▸ **ACTIVITY**
Please restate exactly the lines of the data below, beginning with the line containing "positive clicks: (229, 303)" and ending with the last line.

▸ **EXERCISE DATA**
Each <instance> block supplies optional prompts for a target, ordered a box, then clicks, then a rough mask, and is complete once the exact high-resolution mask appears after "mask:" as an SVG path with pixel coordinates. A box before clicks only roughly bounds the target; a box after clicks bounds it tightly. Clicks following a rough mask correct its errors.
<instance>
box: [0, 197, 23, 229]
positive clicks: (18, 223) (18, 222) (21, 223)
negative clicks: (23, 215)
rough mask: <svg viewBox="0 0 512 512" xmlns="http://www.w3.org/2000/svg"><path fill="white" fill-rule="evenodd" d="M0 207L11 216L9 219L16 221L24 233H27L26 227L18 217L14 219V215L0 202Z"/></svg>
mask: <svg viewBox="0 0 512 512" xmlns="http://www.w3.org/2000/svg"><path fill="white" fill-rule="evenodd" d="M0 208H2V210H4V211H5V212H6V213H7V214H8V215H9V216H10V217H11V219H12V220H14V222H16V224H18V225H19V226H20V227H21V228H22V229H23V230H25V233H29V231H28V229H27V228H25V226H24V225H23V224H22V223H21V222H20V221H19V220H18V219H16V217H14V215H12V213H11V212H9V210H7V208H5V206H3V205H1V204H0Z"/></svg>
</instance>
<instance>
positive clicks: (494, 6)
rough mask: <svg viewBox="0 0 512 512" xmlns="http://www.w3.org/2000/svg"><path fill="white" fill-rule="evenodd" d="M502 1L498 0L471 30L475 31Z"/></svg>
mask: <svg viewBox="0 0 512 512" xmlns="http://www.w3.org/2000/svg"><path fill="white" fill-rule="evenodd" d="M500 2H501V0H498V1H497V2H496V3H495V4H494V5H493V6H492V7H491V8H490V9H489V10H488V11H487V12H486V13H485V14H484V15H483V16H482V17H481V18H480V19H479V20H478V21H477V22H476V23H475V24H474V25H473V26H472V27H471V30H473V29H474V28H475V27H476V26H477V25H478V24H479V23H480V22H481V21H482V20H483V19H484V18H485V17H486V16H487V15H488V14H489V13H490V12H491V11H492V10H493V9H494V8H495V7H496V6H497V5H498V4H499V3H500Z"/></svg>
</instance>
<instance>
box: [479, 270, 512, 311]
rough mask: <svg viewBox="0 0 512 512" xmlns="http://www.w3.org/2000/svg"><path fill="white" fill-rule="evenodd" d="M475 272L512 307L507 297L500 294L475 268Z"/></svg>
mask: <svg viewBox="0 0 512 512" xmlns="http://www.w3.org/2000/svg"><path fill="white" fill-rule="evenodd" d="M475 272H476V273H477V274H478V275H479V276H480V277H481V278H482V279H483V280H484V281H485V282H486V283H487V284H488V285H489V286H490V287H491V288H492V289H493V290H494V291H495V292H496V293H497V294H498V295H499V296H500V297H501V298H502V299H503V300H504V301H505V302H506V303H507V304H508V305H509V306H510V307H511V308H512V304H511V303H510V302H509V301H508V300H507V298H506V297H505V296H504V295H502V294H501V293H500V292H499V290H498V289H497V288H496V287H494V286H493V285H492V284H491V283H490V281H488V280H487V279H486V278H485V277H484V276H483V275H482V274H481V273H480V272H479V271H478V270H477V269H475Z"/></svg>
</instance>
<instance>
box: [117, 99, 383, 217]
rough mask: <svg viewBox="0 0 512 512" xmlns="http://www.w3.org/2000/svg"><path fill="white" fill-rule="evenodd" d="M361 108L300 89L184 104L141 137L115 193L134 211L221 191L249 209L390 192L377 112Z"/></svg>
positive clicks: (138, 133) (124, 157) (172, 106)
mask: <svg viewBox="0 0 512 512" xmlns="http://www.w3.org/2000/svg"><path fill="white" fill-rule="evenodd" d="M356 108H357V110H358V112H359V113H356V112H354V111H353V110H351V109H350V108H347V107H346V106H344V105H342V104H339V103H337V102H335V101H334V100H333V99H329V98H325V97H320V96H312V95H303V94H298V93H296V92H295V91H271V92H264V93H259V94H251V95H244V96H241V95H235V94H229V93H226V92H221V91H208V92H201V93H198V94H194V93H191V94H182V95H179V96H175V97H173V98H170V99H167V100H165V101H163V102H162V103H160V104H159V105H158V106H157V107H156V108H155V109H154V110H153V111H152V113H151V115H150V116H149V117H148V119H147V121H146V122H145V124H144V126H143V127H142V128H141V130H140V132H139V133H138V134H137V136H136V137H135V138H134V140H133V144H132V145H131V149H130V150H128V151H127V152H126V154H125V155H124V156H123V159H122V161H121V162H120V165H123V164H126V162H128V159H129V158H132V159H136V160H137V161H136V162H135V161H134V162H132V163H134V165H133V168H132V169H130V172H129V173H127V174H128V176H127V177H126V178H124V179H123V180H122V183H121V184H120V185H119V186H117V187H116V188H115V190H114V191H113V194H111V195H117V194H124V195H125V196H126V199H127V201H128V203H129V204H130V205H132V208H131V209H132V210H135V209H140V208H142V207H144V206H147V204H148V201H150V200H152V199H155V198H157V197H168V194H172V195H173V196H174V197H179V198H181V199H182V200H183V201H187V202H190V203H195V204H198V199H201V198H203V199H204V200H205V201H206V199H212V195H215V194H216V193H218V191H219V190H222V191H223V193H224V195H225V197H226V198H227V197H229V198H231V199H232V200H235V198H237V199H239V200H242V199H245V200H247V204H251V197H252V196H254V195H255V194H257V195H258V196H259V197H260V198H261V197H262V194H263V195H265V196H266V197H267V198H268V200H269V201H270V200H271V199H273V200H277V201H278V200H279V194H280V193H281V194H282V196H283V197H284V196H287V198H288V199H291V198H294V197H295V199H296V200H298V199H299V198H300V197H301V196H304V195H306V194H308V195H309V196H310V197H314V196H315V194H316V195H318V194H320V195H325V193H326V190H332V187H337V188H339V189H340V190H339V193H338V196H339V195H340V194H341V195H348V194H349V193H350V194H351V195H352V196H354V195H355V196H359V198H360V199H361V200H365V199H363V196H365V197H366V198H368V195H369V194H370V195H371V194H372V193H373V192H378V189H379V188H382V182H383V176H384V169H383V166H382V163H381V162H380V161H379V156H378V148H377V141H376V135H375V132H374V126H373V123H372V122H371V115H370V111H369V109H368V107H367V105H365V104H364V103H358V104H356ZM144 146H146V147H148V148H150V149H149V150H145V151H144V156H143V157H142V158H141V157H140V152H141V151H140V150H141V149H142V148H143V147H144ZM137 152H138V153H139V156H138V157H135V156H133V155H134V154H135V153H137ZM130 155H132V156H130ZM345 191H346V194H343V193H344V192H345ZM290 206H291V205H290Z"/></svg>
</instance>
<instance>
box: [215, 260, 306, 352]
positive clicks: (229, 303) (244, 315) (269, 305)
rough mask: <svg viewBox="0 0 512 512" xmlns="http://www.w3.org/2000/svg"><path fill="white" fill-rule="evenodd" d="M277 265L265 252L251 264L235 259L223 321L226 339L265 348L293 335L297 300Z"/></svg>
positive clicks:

▸ **EXPECTED ANSWER**
positive clicks: (229, 303) (244, 315) (269, 305)
rough mask: <svg viewBox="0 0 512 512" xmlns="http://www.w3.org/2000/svg"><path fill="white" fill-rule="evenodd" d="M277 265L265 252L251 264L235 259L223 321L226 339L265 348L293 335L297 300Z"/></svg>
positive clicks:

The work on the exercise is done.